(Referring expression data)

■ ■ ■

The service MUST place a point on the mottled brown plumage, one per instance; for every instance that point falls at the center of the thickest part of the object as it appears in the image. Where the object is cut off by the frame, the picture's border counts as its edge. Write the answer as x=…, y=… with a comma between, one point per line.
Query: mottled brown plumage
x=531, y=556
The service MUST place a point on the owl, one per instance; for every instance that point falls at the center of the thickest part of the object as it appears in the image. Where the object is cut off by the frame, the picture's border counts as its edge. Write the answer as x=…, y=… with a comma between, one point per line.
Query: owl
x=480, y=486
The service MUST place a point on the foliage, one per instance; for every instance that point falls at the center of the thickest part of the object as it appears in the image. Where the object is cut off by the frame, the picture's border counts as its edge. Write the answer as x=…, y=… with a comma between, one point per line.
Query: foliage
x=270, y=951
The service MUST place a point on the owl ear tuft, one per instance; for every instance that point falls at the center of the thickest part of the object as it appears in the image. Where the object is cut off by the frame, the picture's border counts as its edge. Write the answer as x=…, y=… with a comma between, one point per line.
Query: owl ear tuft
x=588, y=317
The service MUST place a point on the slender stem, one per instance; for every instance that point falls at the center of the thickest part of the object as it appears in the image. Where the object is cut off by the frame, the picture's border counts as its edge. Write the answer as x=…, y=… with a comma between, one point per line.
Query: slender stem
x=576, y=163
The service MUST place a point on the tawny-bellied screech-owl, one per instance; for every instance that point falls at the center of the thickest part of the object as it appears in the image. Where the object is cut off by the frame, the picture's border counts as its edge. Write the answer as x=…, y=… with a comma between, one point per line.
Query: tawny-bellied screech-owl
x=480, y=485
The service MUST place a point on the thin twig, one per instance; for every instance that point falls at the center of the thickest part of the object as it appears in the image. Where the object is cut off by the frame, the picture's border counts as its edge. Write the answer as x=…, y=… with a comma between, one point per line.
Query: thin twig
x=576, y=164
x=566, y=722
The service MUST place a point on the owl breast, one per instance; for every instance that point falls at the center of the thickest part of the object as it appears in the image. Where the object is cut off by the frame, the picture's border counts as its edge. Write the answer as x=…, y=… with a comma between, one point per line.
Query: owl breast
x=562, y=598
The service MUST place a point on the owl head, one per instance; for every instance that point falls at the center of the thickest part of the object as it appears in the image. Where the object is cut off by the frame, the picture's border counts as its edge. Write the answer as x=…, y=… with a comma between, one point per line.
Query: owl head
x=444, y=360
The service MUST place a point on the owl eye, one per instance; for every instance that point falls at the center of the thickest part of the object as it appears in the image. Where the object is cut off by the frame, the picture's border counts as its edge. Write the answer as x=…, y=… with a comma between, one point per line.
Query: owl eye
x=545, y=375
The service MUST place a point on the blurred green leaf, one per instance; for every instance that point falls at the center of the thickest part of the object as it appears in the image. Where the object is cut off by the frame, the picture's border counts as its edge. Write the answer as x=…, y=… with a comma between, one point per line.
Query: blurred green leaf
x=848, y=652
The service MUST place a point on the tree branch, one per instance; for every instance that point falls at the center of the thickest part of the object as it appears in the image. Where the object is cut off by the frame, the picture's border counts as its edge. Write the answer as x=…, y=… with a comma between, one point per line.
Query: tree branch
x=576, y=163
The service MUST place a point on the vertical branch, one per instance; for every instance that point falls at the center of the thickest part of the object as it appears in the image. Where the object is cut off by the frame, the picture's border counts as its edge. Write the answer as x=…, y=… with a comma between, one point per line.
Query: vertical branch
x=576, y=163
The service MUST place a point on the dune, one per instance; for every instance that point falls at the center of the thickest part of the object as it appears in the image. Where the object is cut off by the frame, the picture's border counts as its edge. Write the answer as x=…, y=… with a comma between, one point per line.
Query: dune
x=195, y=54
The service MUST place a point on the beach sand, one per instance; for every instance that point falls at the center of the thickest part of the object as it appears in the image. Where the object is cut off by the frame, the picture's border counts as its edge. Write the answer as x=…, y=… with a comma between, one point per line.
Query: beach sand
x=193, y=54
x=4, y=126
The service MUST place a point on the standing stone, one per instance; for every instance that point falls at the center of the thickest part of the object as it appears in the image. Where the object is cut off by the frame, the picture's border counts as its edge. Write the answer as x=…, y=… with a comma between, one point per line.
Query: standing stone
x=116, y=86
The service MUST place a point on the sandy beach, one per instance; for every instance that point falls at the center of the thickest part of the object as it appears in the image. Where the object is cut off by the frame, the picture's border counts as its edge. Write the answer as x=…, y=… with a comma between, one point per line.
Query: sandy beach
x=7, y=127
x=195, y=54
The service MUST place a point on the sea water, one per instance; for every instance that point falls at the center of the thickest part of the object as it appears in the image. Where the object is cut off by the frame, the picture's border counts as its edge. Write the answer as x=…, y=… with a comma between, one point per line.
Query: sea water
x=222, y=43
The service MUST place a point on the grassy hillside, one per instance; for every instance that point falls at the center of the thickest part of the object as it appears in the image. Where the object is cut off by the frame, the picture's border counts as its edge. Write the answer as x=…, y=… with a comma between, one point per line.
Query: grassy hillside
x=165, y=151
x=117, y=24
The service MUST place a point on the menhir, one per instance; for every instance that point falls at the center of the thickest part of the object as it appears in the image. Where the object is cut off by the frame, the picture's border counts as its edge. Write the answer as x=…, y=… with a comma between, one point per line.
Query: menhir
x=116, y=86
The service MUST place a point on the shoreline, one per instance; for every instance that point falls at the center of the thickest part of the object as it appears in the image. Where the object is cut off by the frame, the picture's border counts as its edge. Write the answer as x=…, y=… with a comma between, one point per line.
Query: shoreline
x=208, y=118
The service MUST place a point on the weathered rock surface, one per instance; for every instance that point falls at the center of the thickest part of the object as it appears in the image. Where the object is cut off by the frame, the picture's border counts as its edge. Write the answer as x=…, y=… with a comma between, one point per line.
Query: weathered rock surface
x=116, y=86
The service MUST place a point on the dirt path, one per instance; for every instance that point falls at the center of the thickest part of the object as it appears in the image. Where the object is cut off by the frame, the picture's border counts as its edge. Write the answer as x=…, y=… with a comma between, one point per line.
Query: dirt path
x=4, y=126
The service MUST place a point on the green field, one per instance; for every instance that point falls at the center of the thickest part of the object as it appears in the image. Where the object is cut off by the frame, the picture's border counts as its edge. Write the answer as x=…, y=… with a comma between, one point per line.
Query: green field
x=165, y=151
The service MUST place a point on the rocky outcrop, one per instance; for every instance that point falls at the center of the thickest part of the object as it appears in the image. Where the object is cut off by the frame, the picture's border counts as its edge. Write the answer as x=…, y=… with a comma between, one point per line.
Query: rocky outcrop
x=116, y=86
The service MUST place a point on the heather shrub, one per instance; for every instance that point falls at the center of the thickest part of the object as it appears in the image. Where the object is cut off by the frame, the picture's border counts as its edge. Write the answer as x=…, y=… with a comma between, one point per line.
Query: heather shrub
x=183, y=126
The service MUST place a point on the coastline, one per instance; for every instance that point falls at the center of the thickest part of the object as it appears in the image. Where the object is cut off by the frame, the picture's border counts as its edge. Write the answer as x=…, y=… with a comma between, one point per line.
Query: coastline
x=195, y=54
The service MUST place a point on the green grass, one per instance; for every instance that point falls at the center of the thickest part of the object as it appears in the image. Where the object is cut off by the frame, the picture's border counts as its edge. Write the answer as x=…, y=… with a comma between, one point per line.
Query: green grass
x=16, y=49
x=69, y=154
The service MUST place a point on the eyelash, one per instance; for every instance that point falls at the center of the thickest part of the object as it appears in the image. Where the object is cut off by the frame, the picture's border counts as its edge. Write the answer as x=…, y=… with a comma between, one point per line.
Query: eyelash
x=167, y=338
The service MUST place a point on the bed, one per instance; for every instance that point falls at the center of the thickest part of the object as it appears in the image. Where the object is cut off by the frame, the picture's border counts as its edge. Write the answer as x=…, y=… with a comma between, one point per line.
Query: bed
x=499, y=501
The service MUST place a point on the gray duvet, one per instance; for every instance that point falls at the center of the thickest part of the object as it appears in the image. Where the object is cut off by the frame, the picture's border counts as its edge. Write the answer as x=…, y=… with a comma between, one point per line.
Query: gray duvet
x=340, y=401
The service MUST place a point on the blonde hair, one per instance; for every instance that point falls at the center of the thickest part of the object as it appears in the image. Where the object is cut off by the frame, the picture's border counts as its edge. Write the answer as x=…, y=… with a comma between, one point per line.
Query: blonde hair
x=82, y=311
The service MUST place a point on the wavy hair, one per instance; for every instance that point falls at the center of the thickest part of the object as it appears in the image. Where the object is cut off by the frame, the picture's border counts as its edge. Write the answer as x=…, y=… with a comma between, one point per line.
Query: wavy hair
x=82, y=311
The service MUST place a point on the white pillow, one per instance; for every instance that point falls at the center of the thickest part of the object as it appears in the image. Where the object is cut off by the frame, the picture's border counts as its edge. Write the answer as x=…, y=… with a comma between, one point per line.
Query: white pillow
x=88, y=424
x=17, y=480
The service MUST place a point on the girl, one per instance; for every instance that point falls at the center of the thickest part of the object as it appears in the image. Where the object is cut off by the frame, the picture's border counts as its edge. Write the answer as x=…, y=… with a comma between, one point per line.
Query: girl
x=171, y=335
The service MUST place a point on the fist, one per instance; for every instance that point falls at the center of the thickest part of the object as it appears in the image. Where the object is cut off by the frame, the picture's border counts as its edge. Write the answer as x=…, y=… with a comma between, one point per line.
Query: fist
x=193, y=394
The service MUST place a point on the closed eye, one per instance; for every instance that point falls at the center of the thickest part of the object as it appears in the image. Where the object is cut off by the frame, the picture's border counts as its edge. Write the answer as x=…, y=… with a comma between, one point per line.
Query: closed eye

■ ■ ■

Copy only the entries from the first line to the line with "The service MUST place a point on the owl ear", each exactly as it appears.

*Exercise answer*
The service MUST place a point on the mottled brown plumage, one per instance; for every instance that point falls at the center of the thickest part of the object as it appears in the image. Where the object is cut off by the frame, the picture's border counts as its edge. Write the answer as x=…, y=… with a comma between, one point per line.
Query: mottled brown plumage
x=531, y=556
The service MUST place a point on the owl, one per instance; for every instance that point falls at the center of the thickest part of the object as it appears in the image. Where the object is cut off by the frame, the picture's border counts as its edge. Write the answer as x=…, y=… with a comma between, one point per line.
Query: owl
x=480, y=486
The service MUST place a point on the foliage, one per instance; for every instance that point falls at the center of the thickest part of the object as it appears in the image. Where the object is cut off by the frame, the picture's border counts as its edge. Write the answer as x=…, y=… with a comma between, one point per line.
Query: foliage
x=270, y=951
The service MUST place a point on the owl ear tuft, one per instance; for every instance that point falls at the center of the thickest part of the object as it appears in the image. Where the object is cut off by the frame, the picture's border counts as its edge. Write the answer as x=…, y=… with a comma between, one point per line.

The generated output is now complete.